What the task requires
Every entry, from first to last, is to be retyped without any alteration.

── Records for the exercise ──

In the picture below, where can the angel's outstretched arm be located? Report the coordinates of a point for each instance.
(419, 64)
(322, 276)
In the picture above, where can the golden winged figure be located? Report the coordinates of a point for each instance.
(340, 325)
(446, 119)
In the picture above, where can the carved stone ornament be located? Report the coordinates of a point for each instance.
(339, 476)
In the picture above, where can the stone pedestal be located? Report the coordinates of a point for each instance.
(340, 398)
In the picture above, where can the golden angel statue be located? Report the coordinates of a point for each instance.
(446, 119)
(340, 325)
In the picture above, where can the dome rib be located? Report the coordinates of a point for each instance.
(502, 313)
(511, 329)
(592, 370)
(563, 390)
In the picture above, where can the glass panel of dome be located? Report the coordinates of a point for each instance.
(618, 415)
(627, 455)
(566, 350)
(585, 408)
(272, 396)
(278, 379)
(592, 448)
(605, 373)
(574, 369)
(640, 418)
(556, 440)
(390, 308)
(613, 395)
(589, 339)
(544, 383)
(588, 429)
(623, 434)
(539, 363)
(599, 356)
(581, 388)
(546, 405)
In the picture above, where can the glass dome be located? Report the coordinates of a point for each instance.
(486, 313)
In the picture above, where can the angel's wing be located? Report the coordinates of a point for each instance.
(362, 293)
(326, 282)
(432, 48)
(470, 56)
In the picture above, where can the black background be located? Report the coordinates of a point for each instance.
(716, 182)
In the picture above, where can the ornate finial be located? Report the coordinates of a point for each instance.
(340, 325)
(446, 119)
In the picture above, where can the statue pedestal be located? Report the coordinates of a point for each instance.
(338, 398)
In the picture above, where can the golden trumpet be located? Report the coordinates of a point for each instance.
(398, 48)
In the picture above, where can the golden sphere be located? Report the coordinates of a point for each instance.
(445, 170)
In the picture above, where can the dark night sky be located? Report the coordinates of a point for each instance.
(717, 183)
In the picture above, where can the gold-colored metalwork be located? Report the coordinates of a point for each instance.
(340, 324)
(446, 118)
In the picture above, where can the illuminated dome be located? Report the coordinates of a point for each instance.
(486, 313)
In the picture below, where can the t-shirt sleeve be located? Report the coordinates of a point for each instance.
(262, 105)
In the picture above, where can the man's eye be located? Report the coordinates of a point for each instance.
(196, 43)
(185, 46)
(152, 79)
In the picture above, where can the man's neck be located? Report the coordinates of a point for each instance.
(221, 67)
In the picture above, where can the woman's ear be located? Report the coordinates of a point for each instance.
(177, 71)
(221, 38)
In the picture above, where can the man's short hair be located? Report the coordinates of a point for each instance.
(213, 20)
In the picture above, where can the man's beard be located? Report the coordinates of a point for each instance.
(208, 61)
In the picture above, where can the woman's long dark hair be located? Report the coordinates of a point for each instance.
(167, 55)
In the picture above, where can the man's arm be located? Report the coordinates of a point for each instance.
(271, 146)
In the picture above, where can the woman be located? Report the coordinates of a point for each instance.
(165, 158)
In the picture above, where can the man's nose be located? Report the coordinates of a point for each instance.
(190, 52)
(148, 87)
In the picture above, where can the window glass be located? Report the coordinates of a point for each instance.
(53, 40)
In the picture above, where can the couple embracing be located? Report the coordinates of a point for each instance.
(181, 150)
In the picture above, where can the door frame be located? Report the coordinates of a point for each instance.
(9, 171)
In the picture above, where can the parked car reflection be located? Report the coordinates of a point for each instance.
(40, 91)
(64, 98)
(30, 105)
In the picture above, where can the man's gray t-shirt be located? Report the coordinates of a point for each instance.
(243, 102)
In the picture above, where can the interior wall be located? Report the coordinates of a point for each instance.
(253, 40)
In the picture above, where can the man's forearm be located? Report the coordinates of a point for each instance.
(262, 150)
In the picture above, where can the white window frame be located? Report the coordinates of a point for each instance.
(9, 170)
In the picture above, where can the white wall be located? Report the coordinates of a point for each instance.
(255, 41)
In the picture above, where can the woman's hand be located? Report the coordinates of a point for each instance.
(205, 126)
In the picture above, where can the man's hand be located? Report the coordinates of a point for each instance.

───

Exercise output
In the picture below, where can the angel's outstretched arm be located? Report the coordinates of a point for each instance.
(419, 64)
(322, 276)
In the picture above, where can the golden winged figure be located? Report the coordinates of a point for each instance.
(340, 325)
(446, 119)
In the picture above, where can the carved stone ornament be located? Report the coordinates of a point for each instance.
(339, 476)
In the picture above, where can the stone pedestal be located? Report the coordinates of a point for each instance.
(340, 398)
In the picture above, where can the golden angel statue be located? Report the coordinates of a point for each instance.
(446, 119)
(340, 325)
In the picture above, where can the dome rib be located? Report the coordinates of a point for each instance.
(502, 313)
(511, 329)
(592, 370)
(563, 390)
In the picture above, where can the glass panel of dome be located? Report the coordinates of a point for each instance.
(618, 415)
(627, 455)
(566, 350)
(585, 408)
(272, 396)
(278, 379)
(592, 448)
(605, 373)
(574, 369)
(640, 418)
(556, 440)
(390, 308)
(613, 395)
(589, 339)
(544, 383)
(588, 429)
(623, 434)
(539, 363)
(599, 356)
(581, 388)
(546, 405)
In the picture above, where can the glass dome be located? Report the coordinates of a point for each instance.
(486, 313)
In the picture above, where can the angel's wing be located? Report the coordinates of a point for each instance.
(362, 293)
(326, 282)
(432, 48)
(470, 56)
In the picture above, where can the black background be located? Report the coordinates of a point for each instance.
(716, 182)
In the picture above, where can the ornate finial be located? Report the coordinates of a point for each instance.
(340, 325)
(446, 119)
In the picture above, where can the statue pedestal be located? Report the coordinates of a point for each instance.
(338, 398)
In the picture above, where can the golden trumpet be located? Report the coordinates of a point for each instance.
(398, 48)
In the picture above, where can the golden sphere be located? Report the coordinates of a point for each instance.
(445, 170)
In the picture above, where can the dark night sky be located? Report the coordinates of a point for each instance.
(717, 183)
In the picture above, where can the gold-colored metalwork be located? Report the coordinates of a point for each instance.
(340, 324)
(446, 118)
In the picture above, where can the illuminated dome be located? Report the coordinates of a point for each instance.
(486, 313)
In the picture below, where can the t-shirt sleeve be located? Report the coordinates of a point for each instance.
(262, 105)
In the picture above, where can the man's eye be located? Report the coordinates of a point for each instance.
(196, 43)
(185, 46)
(152, 79)
In the picture above, where can the man's neck be located? Report the coordinates of a point for each instance.
(221, 67)
In the picture above, where can the woman's ear be located? Report the coordinates of a point for each instance.
(177, 71)
(221, 38)
In the picture above, where can the man's short hair be located? Report the coordinates of a point for each instance.
(213, 20)
In the picture above, where can the man's beard be located? Report the coordinates of a point for each instance.
(208, 61)
In the picture above, where can the woman's long dark hair be located? Report the coordinates of a point for each instance.
(167, 55)
In the picture above, where can the man's arm be located? Report the coordinates of a point for each instance.
(271, 146)
In the picture above, where can the woman be located? Report the coordinates of a point for each instance.
(165, 158)
In the picture above, where can the man's nose be located? Report the coordinates of a point for each instance.
(190, 52)
(148, 87)
In the picture above, where can the window glass be located? Report the coordinates of a point for each instance.
(53, 40)
In the picture above, where can the couple embracing be located? Report the coordinates of a point for each instance.
(181, 150)
In the picture above, where can the door frame be located? Report the coordinates of a point for each instance.
(9, 171)
In the picture above, where can the parked car reflection be located? Report the coordinates of a point for each instance.
(40, 91)
(64, 98)
(30, 105)
In the picture above, where can the man's gray t-shirt be located? Report the coordinates of a point for each instance.
(243, 102)
In the picture above, where can the interior wall be located? Report the coordinates of a point for each instance.
(253, 40)
In the picture above, where can the man's forearm be located? Report the coordinates of a point for each instance.
(262, 150)
In the picture above, where can the white window frame be located? Report the coordinates of a point for each instance.
(9, 170)
In the picture above, where can the white wall be located? Report the coordinates of a point for each instance.
(255, 41)
In the picture above, where can the woman's hand be located? Report the coordinates of a point for each instance.
(205, 126)
In the picture above, where can the man's hand be located? Report the coordinates of a point for each instance.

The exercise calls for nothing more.